→ **What is required**: Where the records below reach the line containing "Target: grass tuft", start transcribing, and end with the line containing "[(250, 230), (335, 59), (981, 660)]", exactly and with nothing else added.

Records from a collection:
◇ ◇ ◇ ◇ ◇
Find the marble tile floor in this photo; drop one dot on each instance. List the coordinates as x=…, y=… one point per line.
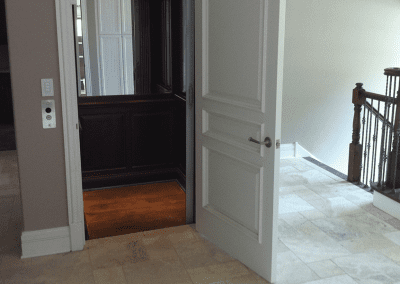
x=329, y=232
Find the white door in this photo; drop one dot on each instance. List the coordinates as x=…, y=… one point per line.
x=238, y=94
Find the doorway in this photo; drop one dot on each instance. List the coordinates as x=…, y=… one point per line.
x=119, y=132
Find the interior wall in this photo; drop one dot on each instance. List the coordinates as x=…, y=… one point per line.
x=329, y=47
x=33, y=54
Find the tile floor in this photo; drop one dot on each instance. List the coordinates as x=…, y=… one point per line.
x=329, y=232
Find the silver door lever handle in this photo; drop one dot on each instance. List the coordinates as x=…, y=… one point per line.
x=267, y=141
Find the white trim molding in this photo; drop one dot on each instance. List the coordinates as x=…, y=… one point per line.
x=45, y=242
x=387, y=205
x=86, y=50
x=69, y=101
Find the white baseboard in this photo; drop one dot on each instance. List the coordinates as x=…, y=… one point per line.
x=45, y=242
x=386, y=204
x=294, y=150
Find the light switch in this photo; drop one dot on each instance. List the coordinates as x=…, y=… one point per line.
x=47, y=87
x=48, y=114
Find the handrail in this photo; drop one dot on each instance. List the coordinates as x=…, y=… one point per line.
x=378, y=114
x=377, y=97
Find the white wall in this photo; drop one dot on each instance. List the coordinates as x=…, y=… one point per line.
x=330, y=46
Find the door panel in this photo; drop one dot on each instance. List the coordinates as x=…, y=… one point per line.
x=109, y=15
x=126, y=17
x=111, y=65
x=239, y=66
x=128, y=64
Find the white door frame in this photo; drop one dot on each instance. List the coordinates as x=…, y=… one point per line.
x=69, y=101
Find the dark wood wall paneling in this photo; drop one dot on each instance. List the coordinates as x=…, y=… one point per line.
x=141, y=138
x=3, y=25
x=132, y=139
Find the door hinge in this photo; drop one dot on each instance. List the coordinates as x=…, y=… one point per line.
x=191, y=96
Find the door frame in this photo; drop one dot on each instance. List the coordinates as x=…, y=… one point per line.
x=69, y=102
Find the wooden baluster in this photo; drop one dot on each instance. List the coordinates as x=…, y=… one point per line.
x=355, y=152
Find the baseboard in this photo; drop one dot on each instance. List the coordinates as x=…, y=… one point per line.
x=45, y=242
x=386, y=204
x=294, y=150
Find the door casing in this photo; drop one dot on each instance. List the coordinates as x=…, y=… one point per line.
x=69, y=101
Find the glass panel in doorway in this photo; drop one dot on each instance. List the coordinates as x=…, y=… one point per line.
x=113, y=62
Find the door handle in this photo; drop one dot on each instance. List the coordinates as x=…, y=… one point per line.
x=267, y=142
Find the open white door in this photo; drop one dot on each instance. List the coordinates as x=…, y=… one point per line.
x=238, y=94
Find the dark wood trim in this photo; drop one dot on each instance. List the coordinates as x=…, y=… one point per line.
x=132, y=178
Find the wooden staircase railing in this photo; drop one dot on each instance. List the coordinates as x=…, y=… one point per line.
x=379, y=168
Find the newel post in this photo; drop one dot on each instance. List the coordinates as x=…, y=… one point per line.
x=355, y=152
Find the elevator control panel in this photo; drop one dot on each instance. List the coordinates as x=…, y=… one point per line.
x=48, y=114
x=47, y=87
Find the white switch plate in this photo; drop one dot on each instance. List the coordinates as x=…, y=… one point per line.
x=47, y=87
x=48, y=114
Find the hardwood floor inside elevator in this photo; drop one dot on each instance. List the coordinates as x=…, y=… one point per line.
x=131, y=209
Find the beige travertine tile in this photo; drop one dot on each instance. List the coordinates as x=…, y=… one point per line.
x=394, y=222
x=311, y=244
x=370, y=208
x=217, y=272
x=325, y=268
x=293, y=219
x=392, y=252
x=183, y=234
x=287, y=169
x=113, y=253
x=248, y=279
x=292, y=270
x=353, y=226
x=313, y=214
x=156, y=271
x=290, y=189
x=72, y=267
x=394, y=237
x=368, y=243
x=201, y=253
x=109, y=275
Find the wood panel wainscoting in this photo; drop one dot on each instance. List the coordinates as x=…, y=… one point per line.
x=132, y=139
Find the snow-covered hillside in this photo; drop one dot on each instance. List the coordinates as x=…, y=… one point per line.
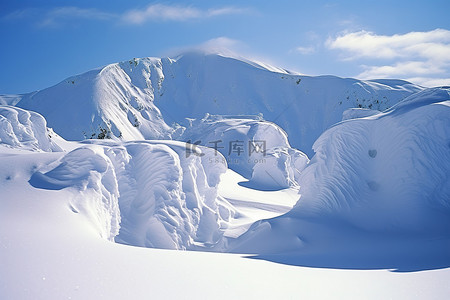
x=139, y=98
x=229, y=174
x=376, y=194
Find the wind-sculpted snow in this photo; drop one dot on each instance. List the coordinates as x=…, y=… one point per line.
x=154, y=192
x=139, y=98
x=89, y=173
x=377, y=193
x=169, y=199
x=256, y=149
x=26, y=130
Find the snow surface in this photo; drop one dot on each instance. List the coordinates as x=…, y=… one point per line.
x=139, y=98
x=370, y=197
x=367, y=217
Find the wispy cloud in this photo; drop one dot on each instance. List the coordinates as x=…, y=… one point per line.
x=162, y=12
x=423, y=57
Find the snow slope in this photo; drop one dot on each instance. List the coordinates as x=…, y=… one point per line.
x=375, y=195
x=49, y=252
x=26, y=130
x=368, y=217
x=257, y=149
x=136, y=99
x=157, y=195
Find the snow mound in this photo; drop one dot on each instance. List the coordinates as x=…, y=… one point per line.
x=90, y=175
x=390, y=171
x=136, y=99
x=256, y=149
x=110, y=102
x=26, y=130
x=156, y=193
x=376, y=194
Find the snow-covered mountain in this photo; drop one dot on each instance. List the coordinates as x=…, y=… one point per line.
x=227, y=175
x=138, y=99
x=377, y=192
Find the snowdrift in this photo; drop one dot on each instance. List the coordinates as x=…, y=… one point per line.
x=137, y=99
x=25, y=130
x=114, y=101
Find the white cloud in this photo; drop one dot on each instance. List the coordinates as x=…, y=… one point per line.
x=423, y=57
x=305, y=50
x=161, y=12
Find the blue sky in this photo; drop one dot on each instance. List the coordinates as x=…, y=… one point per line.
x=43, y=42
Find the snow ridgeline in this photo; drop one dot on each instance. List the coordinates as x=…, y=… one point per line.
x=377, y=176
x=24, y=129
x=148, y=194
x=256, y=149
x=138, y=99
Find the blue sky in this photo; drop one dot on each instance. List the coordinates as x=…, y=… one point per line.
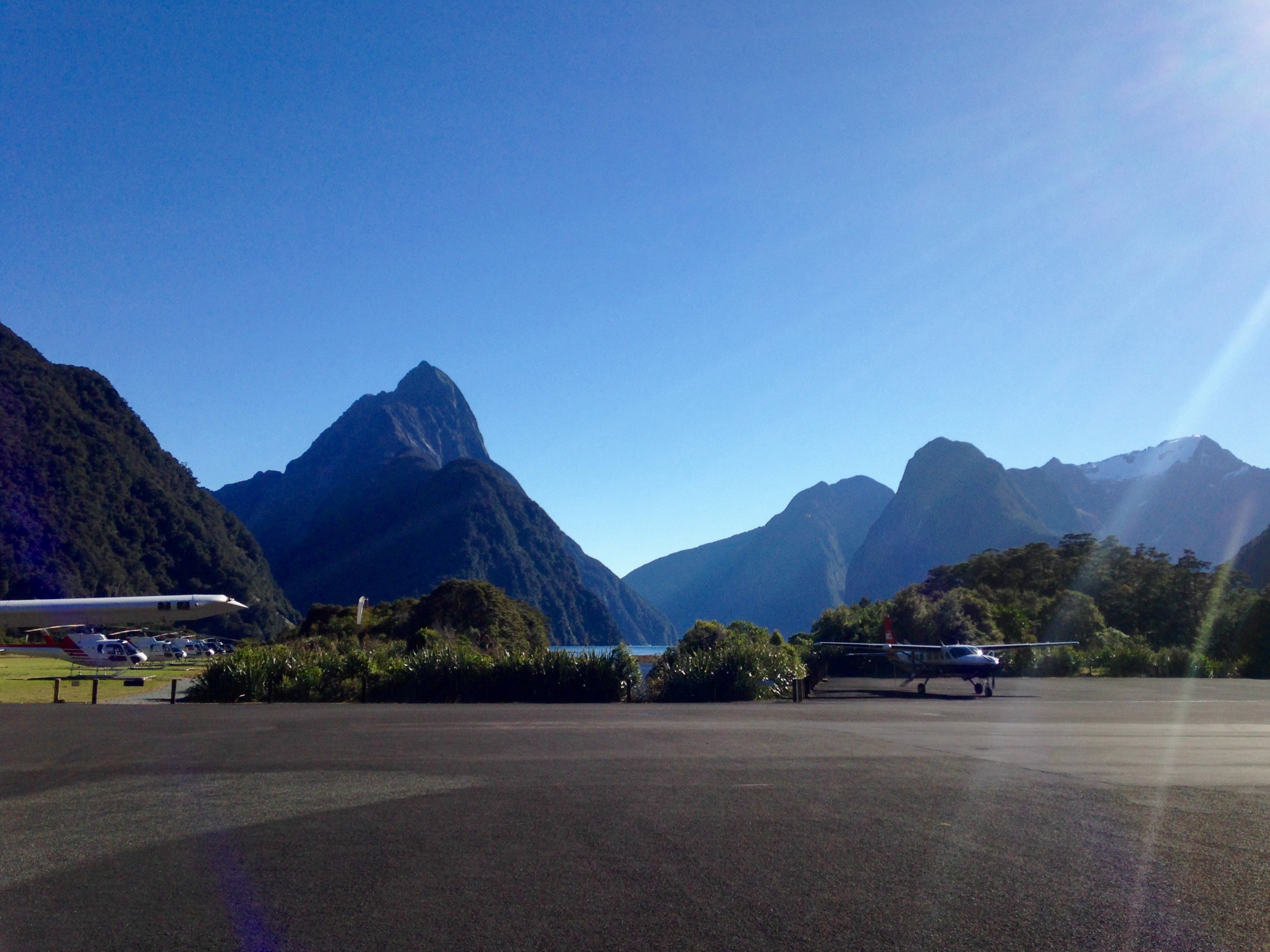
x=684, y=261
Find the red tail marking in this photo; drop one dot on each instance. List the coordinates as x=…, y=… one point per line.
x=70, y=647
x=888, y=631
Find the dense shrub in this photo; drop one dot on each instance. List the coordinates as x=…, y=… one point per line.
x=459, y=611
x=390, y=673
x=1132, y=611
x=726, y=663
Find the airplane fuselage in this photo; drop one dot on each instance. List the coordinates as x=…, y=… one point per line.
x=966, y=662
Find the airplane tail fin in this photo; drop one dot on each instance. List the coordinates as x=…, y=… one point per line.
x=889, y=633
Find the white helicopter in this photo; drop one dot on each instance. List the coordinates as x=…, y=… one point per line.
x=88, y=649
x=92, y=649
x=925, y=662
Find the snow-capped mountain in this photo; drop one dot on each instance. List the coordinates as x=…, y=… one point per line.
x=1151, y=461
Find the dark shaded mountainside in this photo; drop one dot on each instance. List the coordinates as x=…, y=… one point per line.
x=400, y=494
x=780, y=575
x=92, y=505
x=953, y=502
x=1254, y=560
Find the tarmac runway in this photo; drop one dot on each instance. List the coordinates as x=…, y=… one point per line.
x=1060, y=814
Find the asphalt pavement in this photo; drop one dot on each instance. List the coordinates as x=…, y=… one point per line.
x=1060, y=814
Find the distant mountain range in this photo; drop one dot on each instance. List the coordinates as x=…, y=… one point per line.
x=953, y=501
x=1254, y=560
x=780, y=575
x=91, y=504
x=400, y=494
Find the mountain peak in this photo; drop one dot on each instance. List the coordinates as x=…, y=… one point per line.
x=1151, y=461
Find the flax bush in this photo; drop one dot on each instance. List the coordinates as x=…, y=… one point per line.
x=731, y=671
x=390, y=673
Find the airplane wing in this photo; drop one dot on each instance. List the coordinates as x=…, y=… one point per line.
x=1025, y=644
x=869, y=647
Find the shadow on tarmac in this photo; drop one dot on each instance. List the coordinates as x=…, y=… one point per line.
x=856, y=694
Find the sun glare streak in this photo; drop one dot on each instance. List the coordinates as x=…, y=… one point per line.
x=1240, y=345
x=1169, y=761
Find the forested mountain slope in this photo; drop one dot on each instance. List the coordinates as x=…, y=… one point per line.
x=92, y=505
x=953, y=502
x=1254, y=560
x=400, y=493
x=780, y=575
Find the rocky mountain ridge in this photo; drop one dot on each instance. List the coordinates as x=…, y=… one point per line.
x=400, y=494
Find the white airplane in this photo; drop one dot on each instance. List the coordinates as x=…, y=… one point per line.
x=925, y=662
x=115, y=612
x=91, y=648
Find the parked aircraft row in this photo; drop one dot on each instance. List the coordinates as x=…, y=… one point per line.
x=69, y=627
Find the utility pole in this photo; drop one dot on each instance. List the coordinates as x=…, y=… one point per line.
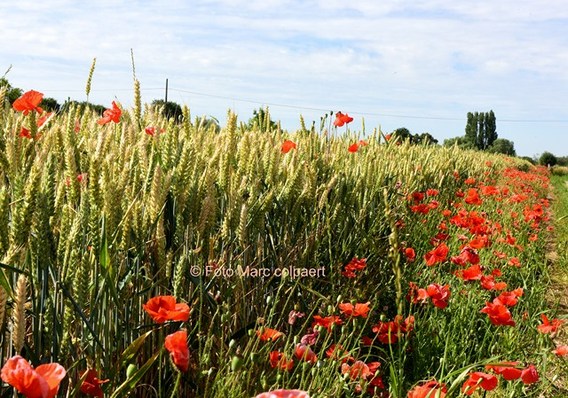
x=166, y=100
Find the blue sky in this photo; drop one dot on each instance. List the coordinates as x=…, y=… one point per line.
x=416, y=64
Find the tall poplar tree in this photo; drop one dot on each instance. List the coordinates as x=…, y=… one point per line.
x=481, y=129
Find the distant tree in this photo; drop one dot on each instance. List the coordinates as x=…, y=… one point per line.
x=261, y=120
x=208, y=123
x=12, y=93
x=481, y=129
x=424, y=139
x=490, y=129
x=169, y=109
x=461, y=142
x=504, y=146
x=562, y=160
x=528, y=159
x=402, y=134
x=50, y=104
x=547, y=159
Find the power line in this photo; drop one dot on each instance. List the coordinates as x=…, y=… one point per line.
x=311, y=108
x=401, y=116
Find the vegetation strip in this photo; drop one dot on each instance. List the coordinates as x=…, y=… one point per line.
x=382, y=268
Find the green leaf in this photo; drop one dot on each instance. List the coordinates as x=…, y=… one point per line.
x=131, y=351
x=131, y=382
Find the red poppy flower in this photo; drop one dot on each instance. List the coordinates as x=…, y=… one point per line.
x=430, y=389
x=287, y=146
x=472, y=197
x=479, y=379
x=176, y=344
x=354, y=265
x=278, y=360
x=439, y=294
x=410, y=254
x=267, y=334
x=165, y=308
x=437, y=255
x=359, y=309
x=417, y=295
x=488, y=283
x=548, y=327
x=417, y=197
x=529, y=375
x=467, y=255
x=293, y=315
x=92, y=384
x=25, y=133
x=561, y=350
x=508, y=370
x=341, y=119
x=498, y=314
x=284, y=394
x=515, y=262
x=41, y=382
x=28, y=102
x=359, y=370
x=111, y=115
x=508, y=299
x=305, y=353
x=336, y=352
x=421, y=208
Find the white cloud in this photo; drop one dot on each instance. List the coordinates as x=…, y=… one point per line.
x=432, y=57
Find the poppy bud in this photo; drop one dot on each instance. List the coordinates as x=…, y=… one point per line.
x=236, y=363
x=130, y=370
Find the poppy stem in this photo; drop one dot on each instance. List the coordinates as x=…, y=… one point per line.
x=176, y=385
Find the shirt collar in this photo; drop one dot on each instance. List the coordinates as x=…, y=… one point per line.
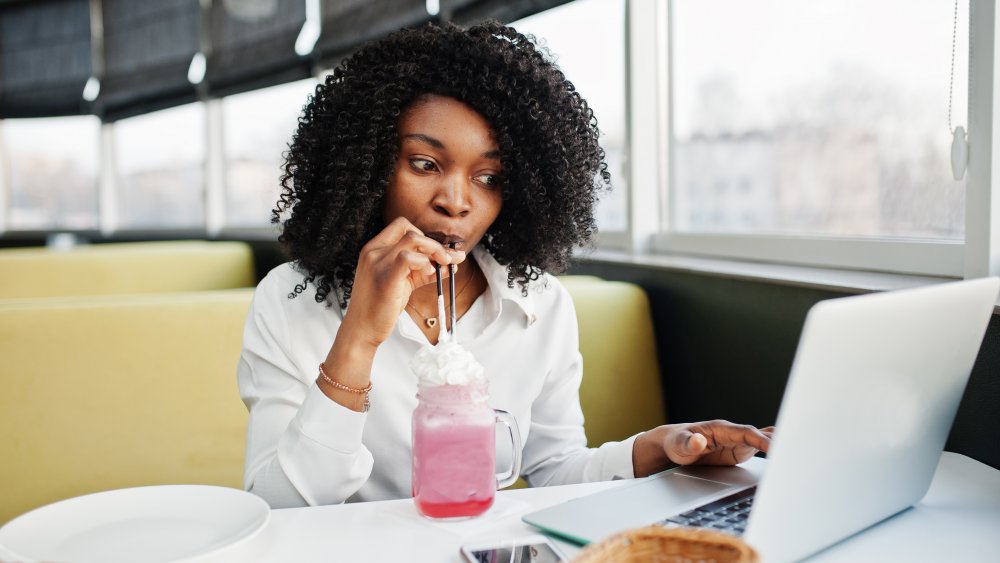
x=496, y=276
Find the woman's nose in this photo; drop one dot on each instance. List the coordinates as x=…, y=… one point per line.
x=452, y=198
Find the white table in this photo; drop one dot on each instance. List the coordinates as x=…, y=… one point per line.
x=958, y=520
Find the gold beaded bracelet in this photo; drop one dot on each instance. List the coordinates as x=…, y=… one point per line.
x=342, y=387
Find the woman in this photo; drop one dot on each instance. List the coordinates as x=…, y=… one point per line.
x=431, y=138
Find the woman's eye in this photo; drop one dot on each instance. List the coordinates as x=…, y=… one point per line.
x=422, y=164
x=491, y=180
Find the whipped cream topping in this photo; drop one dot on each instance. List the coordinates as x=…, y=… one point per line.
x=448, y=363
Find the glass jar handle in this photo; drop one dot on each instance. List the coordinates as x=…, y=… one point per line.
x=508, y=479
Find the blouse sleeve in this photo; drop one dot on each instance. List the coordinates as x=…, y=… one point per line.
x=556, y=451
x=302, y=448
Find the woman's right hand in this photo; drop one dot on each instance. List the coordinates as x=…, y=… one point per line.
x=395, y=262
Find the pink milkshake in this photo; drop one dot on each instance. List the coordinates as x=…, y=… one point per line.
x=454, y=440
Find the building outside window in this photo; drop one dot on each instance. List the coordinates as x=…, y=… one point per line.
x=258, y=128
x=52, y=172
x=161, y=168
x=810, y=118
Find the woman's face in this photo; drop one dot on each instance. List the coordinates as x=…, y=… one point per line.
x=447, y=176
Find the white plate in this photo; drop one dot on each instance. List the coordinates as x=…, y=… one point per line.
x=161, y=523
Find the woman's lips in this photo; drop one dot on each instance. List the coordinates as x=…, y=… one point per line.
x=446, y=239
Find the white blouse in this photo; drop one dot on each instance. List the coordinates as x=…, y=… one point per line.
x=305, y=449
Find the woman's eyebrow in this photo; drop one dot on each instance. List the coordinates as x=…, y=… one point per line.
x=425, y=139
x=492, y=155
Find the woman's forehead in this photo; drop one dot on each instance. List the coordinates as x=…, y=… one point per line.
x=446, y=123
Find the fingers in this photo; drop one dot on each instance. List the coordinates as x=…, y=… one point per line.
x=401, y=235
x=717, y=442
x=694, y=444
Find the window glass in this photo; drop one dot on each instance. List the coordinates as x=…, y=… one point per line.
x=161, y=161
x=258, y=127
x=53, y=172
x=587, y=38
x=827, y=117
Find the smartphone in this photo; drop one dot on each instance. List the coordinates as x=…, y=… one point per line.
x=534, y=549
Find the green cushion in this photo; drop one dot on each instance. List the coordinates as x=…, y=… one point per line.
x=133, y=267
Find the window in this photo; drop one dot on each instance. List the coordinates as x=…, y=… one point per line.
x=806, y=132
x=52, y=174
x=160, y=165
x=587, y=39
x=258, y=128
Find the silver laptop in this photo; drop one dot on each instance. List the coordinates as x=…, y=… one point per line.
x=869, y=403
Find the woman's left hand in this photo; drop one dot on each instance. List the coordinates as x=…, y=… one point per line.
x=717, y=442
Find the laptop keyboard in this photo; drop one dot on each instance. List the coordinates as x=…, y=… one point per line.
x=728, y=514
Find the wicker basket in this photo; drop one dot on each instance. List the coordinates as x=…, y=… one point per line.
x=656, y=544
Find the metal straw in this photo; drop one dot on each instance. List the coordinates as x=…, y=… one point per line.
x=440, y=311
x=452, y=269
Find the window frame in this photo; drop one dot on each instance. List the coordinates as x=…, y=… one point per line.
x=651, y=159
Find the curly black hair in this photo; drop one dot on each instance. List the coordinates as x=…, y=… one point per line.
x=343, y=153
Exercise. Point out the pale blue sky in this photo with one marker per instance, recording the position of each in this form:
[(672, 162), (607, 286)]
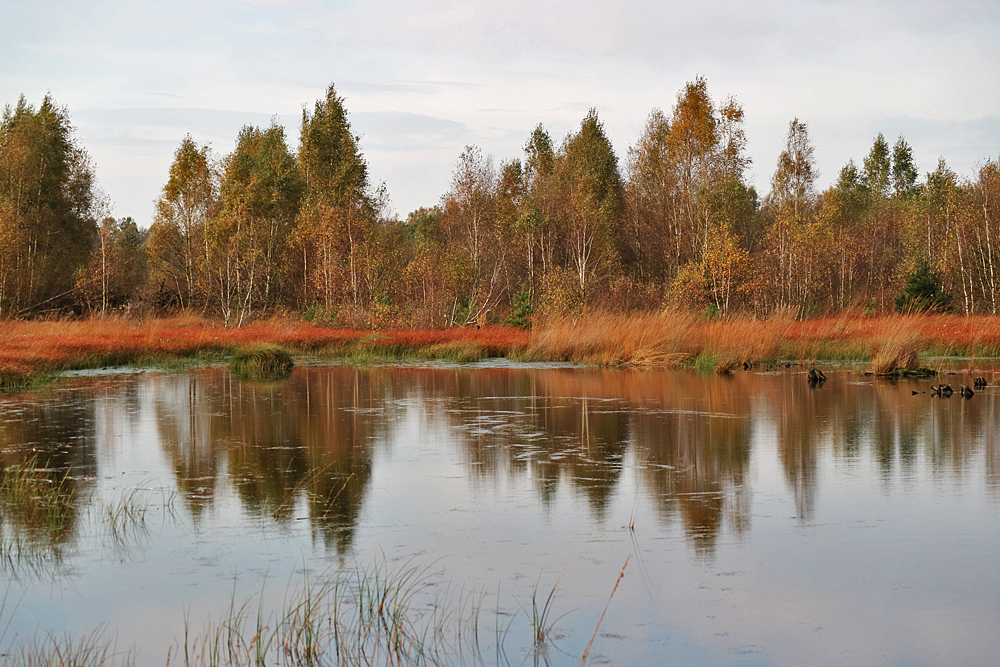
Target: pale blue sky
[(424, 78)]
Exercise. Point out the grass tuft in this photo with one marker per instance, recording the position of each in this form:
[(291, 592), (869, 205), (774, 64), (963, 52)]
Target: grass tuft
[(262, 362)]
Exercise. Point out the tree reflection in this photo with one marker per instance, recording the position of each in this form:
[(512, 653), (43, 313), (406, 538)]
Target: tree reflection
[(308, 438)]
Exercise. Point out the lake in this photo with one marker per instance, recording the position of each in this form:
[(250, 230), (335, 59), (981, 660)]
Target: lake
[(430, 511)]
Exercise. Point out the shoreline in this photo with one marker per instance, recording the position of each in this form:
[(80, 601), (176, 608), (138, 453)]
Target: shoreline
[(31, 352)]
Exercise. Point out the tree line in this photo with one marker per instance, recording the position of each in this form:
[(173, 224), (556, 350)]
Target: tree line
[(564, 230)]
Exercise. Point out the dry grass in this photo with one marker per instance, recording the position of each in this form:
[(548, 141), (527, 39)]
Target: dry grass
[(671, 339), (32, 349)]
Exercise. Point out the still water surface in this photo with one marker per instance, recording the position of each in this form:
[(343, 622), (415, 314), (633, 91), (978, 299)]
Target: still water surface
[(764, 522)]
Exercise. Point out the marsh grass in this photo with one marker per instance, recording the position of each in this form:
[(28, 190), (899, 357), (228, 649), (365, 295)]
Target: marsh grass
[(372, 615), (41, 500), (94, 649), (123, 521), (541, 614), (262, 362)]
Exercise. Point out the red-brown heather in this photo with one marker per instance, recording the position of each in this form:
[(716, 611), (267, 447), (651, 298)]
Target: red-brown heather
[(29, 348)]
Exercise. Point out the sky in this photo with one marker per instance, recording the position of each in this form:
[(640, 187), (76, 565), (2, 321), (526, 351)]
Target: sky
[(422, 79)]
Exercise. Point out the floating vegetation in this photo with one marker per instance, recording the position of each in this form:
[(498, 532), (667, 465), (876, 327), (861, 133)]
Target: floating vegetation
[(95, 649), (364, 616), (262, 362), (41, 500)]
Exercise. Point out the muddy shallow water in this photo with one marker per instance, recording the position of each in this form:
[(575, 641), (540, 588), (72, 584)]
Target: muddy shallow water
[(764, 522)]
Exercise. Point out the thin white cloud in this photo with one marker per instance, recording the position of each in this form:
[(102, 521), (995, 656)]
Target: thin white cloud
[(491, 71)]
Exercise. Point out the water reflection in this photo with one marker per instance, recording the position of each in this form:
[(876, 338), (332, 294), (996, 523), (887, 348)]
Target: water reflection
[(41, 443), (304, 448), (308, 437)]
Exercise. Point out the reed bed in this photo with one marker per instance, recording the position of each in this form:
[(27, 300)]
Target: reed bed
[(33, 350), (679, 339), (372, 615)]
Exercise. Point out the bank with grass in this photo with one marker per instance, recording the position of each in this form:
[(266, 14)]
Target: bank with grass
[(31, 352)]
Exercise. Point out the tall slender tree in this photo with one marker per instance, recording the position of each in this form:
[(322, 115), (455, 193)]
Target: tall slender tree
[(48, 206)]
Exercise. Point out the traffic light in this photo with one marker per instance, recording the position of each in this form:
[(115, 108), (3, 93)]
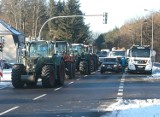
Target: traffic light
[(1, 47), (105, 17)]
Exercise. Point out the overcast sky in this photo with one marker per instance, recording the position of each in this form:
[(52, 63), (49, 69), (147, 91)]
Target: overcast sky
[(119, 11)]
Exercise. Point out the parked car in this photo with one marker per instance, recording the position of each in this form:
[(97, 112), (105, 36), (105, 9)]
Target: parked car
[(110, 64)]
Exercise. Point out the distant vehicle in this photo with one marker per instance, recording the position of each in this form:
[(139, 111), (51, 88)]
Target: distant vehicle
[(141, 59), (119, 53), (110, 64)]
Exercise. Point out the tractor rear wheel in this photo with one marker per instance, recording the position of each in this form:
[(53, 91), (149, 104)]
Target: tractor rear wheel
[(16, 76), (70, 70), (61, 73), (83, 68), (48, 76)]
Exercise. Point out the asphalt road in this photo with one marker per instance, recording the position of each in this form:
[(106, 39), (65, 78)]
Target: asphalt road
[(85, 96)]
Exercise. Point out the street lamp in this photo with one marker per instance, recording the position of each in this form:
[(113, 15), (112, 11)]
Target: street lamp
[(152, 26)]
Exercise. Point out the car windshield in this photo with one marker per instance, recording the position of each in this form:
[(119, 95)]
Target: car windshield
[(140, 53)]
◇ ◇ ◇ ◇ ◇
→ **The completed task**:
Target: grass tuft
[(262, 362)]
Exercise. Point out the tree reflection in this photo with one marker per instance, recording the position of each in this form:
[(512, 653), (43, 313), (406, 538)]
Target: tree reflection
[(308, 438)]
Exercise. Point out the lake in this photo with one marker per instance, recording the position of each in this form:
[(250, 230), (335, 59), (981, 660)]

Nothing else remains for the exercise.